Say the data back exactly as it is written below.

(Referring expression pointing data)
......

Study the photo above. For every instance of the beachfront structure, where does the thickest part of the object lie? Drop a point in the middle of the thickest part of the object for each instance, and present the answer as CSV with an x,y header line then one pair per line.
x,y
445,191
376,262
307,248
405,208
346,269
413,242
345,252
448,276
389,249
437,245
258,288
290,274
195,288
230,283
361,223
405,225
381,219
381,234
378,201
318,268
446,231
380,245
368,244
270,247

......

** TASK RESPONSE **
Study the photo above. For every instance of the beachfront structure, where does the thickest part of the object lie? Drop a point in the middle of the thickest part of the object for each instance, and present the answer as CSV with an x,y header line then one pair per line.
x,y
445,191
376,262
307,248
405,208
346,269
413,242
345,252
448,276
389,249
437,245
258,288
290,274
195,288
230,283
361,223
405,225
381,219
381,234
378,201
318,268
446,231
380,245
368,244
270,247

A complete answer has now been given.